> **Gestellte Aufgabe**
Setze den Text über die Krise der Tourismus- und Freizeitwirtschaft nach seinem letzten Satz fort.

> **Textabschnitt**

..........

Krisengebeutelte Branche

Die Tourismus- und Freizeitwirtschaft wurde durch die Pandemie in den vergangenen zwei Jahren vor eine immense Belastungsprobe gestellt, deren Dimension niemand hat vorhersehen können. Corona-bedingte Betriebsschliessungen und internationale Reisebeschränkungen haben dem Tourismus in Österreich auch im Jahr 2021 stark zugesetzt: Mit knapp 80 Millionen lag die Zahl der Übernachtungen 18,7 Prozent unter dem Wert des ersten Pandemiejahres 2020. Im Vergleich zum Vorkrisenjahr 2019 lagen die Übernachtungen sogar 48 Prozent bzw. 73 Millionen tiefer. In der Schweiz war dieser Einbruch weniger stark.

Höchste Anpassungsfähigkeit und ein schnelles, entschlossenes Handeln waren unumgänglich, um das Überleben möglichst vieler Betriebe zu gewährleisten, Arbeitsplätze im Tourismussektor zu sichern und zugleich den Menschen Urlaub und Erholung auch in Krisenzeiten zu ermöglichen. Während es Österreich in den vielen Monaten der Pandemie immer wieder gelungen ist, praktikable Lösungen und Unterstützungsmassnahmen zur Abfederung der wirtschaftlichen Folgen zu erarbeiten, sieht sich der Tourismus infolge des Ukraine-Krieges mit der nächsten grossen Herausforderung konfrontiert. Der Krieg in Europa ist eine Zäsur historischen Ausmasses, deren mittel- und langfristige Folgen zum jetzigen Zeitpunkt noch nicht abzusehen sind. Die Verunsicherung ist insbesondere auf den Fernmärkten spürbar und wird sich – so ist zu befürchten – besonders negativ auf den europäischen Städtetourismus auswirken, der explizit auf internationale Gäste angewiesen ist.

..........

> **Datensätze**
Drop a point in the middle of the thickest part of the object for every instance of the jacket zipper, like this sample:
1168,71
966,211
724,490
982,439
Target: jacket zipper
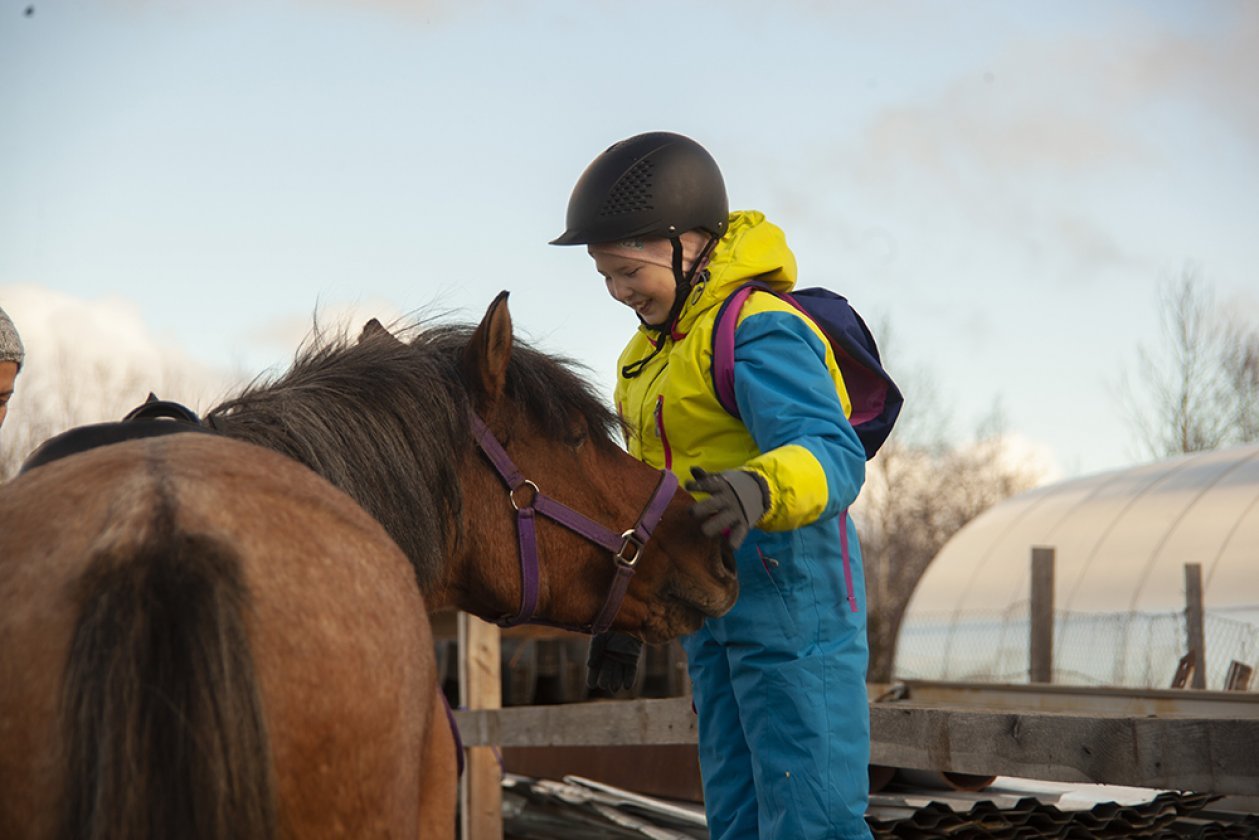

..........

> **Ergebnis der Übung**
Krisenbewältigung nicht auf Kosten der Qualität

Die Reisefreiheit zählt zu einer der grössten Errungenschaften in Europa. Durch den Tourismus werden auch der kulturelle Austausch und die Völkerverständigung gefördert – ein Anliegen, dem sich der österreichische Tourismus auch weiterhin grenzenlos verpflichtet fühlt. Mehrere Krisen haben in den letzten Jahren dramatisch gezeigt, dass sich der Tourismus laufend an sich ändernde Voraussetzungen anpassen muss. Dazu gehören etwa der Klimawandel, der Fachkräftemangel, der zunehmende Bodenverbrauch und vieles mehr. Ihre Bewältigung, die in den nächsten Jahren erforderlich sein wird, darf indessen nicht auf Kosten des Qualitätstourismus gehen.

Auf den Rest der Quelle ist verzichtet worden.